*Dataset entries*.
====================
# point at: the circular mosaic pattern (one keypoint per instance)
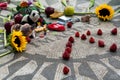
(43, 58)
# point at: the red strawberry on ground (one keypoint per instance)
(77, 34)
(66, 55)
(65, 70)
(99, 32)
(83, 37)
(69, 44)
(68, 49)
(71, 39)
(69, 24)
(92, 40)
(113, 48)
(88, 33)
(101, 43)
(28, 39)
(114, 31)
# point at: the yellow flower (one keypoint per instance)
(18, 41)
(23, 4)
(104, 12)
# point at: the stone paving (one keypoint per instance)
(42, 59)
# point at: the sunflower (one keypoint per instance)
(18, 41)
(104, 12)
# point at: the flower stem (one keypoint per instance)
(5, 53)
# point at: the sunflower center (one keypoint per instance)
(104, 12)
(17, 41)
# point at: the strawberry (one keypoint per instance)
(71, 39)
(113, 48)
(28, 39)
(101, 43)
(114, 31)
(77, 34)
(69, 24)
(66, 55)
(69, 44)
(92, 40)
(88, 33)
(83, 37)
(99, 32)
(65, 70)
(68, 49)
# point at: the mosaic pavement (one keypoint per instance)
(42, 60)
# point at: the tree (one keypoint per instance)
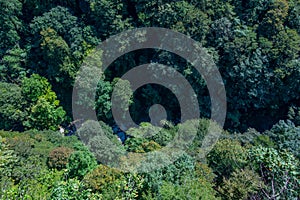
(11, 107)
(81, 162)
(12, 68)
(43, 107)
(279, 171)
(286, 136)
(11, 24)
(108, 17)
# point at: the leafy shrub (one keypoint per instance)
(227, 156)
(81, 162)
(190, 189)
(102, 178)
(240, 185)
(278, 169)
(58, 158)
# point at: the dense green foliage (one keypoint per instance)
(256, 46)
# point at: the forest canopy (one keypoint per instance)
====================
*EXERCISE REQUIREMENTS*.
Copy out every one of the lines above word for word, omitting the pictures from your answer.

*RESPONSE TO THE TASK*.
# point at: the circular mosaic pattern (one keypoint per instance)
(43, 58)
# point at: the red strawberry on ground (one keypoint per instance)
(77, 34)
(66, 55)
(65, 70)
(99, 32)
(83, 37)
(69, 44)
(68, 49)
(71, 39)
(69, 24)
(92, 40)
(113, 48)
(88, 33)
(101, 43)
(28, 39)
(114, 31)
# point at: the yellow flower (one keypoint per instance)
(18, 41)
(23, 4)
(104, 12)
# point at: the stone paving (one keypoint per instance)
(42, 59)
# point at: the sunflower (one keypoint per instance)
(18, 41)
(104, 12)
# point at: the flower stem (one keypoint per instance)
(5, 53)
# point at: the sunflower center (one keypoint per instance)
(104, 12)
(17, 41)
# point at: the strawberry (one keypoint per instance)
(71, 39)
(113, 48)
(28, 39)
(101, 43)
(114, 31)
(77, 34)
(69, 24)
(66, 55)
(69, 44)
(92, 40)
(88, 33)
(83, 37)
(99, 32)
(65, 70)
(68, 49)
# point at: the mosaic pavement (one keypoint per instance)
(42, 60)
# point at: the tree (one keypoint per instance)
(11, 107)
(81, 162)
(12, 68)
(43, 107)
(279, 171)
(286, 136)
(11, 24)
(108, 17)
# point at: the leafy shrub (one keypoint per instance)
(227, 156)
(81, 162)
(190, 189)
(102, 178)
(240, 185)
(278, 169)
(58, 158)
# point at: the dense green foliage (one keypoint per instance)
(256, 46)
# point at: the forest canopy (one keypoint per instance)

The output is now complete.